Collected data
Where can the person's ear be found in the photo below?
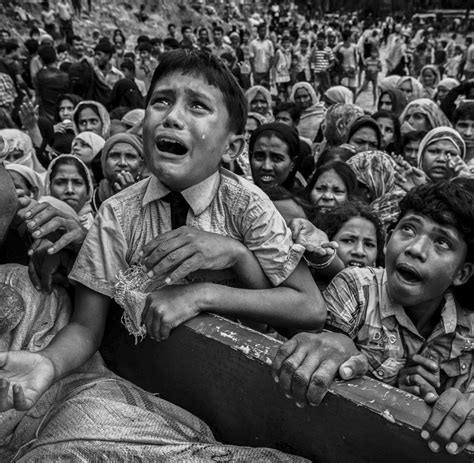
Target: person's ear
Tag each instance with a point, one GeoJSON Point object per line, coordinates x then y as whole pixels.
{"type": "Point", "coordinates": [463, 274]}
{"type": "Point", "coordinates": [234, 148]}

→ **Stated problem**
Can you reproduce every line of the items above, requests included, while shifting each coordinate in the answers by adding 82? Leave the pictures out.

→ **Solution**
Where can the person's ear be found in the photo below?
Target: person's ear
Tag each instance with a point, one GeoJSON Point object per line, coordinates x then y as whole pixels.
{"type": "Point", "coordinates": [545, 356]}
{"type": "Point", "coordinates": [316, 230]}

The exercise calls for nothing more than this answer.